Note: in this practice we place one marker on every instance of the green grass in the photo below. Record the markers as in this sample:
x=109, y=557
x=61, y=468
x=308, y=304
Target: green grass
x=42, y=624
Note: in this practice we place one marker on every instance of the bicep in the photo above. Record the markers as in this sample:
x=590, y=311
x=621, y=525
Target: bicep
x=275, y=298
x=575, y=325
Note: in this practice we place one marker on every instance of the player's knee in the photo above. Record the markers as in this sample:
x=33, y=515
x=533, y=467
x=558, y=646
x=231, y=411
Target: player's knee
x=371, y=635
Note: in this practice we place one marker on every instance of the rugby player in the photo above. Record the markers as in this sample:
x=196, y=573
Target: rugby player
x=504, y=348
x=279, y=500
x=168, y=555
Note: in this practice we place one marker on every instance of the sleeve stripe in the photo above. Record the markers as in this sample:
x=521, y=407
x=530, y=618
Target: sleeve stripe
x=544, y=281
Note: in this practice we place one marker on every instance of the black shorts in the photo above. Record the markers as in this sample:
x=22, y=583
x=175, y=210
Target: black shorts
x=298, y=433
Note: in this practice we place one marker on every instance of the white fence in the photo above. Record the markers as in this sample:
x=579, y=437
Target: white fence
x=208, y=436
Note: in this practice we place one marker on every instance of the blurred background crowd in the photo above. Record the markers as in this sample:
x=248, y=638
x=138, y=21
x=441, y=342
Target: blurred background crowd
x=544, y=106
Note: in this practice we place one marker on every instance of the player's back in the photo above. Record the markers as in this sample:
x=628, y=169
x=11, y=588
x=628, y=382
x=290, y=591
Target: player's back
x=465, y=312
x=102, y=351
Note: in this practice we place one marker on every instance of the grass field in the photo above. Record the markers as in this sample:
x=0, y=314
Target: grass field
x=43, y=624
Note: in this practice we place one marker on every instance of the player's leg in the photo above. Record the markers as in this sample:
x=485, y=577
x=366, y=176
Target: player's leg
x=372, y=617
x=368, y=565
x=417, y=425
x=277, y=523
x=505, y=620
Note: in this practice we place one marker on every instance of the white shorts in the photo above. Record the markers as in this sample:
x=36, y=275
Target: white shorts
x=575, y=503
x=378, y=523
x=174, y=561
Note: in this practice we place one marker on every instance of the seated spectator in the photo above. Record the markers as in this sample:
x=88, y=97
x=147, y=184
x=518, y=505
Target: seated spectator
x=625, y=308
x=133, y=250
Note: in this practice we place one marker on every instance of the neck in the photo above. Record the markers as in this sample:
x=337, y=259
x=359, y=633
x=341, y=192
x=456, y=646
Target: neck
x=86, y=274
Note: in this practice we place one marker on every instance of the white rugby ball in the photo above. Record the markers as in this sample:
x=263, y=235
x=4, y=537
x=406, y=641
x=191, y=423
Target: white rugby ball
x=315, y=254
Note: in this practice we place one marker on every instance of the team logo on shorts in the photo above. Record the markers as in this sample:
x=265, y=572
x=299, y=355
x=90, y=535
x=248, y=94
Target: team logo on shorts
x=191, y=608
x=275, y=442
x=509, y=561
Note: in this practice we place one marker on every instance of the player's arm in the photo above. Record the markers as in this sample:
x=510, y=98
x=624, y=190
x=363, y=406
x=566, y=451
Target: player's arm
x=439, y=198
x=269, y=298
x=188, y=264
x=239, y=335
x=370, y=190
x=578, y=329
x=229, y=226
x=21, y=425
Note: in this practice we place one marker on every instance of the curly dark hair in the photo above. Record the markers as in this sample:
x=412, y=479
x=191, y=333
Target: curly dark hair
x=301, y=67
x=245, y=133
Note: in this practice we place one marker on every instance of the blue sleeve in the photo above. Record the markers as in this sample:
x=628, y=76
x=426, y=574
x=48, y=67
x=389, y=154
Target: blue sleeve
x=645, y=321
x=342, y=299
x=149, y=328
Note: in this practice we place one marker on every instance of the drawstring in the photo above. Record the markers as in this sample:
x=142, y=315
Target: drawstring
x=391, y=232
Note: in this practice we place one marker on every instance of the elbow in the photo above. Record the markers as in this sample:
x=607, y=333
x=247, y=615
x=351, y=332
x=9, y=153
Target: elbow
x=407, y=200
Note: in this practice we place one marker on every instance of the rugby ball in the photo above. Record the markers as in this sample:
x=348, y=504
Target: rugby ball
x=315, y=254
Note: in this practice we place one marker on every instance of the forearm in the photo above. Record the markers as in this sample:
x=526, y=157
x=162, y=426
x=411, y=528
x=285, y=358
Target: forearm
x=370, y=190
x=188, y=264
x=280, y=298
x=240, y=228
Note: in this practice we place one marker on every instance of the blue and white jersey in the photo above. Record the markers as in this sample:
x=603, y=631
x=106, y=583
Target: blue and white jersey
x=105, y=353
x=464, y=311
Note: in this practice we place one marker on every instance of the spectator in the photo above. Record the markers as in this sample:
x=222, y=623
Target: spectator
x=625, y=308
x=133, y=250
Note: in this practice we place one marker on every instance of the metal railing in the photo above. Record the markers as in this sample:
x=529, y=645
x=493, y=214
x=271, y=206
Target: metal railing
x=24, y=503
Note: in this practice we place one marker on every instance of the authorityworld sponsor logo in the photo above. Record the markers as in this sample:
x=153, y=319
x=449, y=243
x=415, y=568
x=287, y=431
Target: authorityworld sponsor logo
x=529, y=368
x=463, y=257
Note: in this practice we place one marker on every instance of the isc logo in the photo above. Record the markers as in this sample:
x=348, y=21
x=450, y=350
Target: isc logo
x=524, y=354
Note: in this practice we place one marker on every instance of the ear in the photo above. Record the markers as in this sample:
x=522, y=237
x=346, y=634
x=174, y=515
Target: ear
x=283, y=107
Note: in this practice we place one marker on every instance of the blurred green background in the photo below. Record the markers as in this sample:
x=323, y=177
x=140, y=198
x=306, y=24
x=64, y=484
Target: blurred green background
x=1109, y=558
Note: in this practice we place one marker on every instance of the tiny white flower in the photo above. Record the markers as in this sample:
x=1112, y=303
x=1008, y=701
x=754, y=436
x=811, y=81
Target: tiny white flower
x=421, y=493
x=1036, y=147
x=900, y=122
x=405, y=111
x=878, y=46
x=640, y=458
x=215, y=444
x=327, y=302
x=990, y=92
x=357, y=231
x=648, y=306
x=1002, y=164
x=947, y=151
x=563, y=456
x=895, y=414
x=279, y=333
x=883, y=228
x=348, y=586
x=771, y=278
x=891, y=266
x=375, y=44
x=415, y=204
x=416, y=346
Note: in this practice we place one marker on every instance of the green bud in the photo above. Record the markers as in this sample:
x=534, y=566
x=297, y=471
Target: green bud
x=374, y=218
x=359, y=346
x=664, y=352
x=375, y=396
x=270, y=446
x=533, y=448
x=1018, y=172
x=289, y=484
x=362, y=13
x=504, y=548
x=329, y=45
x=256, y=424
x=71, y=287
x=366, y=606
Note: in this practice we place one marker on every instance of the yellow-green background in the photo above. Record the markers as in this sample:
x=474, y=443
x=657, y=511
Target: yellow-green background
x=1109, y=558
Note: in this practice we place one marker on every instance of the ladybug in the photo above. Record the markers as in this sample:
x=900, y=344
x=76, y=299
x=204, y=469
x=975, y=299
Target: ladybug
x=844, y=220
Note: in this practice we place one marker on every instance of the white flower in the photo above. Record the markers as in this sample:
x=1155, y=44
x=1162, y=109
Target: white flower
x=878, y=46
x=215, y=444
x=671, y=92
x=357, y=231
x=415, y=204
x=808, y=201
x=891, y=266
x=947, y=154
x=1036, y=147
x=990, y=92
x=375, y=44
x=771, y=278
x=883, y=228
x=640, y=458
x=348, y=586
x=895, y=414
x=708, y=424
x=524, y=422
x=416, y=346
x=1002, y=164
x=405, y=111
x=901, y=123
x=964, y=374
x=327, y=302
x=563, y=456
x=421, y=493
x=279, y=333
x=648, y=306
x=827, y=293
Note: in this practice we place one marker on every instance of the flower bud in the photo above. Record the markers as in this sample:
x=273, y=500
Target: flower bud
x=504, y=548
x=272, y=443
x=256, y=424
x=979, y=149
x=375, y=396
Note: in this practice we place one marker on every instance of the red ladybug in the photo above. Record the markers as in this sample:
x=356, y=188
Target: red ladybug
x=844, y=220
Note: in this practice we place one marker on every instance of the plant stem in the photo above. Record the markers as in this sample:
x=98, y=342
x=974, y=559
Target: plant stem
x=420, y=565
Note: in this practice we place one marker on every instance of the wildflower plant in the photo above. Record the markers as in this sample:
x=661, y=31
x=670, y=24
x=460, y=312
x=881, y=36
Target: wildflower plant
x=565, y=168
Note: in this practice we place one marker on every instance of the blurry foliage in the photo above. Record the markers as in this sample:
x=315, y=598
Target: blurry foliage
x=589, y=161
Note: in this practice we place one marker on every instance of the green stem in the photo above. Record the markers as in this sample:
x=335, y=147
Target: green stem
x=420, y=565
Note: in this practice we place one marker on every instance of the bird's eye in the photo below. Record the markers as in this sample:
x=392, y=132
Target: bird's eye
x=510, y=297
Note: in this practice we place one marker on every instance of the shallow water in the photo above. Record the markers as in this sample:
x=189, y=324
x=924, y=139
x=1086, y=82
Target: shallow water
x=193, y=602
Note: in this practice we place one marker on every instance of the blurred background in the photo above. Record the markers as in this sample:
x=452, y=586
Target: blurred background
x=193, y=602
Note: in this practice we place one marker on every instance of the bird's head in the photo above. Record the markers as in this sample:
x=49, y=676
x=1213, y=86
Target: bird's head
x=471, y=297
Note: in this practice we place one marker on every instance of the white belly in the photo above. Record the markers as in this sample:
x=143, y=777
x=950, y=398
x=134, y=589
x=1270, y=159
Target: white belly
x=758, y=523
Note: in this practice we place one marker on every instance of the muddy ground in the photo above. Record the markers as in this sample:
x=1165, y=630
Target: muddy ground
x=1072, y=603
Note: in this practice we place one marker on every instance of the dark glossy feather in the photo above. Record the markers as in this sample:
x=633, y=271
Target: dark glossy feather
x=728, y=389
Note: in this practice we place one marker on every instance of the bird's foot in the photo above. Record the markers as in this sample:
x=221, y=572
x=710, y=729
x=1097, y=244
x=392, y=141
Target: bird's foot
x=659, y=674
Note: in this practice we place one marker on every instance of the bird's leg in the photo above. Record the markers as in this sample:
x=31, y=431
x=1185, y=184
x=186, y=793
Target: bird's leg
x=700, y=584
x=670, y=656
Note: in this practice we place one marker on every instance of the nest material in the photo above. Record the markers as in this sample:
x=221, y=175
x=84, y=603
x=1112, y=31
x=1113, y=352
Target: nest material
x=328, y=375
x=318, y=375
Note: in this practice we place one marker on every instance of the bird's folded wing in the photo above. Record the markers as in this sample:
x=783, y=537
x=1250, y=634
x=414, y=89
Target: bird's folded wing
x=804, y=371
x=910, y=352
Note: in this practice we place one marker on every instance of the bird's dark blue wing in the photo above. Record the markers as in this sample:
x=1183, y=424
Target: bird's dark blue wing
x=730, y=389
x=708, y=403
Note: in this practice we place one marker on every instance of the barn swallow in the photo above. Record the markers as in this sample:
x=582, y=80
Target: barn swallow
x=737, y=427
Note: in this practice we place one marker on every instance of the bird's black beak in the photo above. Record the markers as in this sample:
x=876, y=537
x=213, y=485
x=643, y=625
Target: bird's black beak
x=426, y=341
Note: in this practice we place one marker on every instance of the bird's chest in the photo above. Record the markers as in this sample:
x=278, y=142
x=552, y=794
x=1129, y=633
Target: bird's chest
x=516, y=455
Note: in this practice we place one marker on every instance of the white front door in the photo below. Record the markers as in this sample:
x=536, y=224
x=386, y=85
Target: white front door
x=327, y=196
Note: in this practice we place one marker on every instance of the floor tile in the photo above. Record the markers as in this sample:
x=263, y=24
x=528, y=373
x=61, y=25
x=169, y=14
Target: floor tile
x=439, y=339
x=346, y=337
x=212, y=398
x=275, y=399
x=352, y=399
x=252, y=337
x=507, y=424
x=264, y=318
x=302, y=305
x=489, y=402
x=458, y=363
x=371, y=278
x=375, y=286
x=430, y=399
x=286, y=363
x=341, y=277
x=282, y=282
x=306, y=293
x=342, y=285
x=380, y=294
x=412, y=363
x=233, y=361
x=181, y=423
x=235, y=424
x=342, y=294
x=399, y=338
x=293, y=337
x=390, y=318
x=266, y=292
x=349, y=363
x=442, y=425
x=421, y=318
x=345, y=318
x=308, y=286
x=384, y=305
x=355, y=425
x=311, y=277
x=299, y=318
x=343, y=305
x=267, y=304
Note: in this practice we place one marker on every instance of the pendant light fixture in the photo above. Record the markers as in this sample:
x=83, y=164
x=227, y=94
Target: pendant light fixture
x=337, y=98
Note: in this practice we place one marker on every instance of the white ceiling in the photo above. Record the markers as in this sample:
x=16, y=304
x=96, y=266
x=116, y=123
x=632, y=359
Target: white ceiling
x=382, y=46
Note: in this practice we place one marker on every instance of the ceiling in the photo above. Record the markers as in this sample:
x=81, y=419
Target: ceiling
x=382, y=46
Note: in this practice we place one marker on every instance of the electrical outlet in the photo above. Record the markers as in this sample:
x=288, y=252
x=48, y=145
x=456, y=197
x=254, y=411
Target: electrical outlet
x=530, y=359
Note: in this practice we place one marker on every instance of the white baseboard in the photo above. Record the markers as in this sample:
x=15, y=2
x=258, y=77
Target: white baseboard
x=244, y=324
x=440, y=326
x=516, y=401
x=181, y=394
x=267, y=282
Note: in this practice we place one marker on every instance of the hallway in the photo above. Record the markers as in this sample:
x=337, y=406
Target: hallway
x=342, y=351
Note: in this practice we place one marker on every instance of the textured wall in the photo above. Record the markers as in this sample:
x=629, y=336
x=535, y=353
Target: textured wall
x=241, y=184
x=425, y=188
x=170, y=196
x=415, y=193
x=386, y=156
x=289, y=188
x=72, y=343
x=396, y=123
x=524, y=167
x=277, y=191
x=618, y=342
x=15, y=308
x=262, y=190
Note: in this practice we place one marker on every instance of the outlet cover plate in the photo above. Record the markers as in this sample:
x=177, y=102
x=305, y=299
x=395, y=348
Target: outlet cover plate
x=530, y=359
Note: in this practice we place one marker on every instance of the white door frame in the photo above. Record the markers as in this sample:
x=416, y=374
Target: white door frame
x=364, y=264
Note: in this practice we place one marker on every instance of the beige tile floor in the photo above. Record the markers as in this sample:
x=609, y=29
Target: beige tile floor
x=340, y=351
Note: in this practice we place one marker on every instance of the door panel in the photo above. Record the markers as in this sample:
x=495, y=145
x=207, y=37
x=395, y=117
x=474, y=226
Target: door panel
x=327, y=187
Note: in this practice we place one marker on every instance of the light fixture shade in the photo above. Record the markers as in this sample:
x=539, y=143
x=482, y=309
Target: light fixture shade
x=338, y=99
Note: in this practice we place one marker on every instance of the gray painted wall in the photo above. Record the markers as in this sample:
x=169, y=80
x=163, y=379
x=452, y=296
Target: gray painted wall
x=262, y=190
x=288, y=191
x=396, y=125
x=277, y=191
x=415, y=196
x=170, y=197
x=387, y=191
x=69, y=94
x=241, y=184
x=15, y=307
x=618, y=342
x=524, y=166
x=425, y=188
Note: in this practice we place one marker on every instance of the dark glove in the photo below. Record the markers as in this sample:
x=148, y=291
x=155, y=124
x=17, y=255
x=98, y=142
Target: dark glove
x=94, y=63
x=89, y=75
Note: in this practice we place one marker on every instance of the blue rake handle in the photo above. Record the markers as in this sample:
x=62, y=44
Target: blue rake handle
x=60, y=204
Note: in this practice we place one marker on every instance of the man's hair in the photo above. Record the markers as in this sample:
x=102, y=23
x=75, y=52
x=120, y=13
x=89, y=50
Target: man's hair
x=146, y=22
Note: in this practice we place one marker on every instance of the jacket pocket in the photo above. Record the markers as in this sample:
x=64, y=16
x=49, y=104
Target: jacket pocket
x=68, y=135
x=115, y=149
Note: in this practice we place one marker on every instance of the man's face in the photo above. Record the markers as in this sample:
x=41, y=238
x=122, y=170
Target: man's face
------
• _Work request_
Nothing but a number, please: how many lines of the listing hold the word "face"?

• _Task output_
2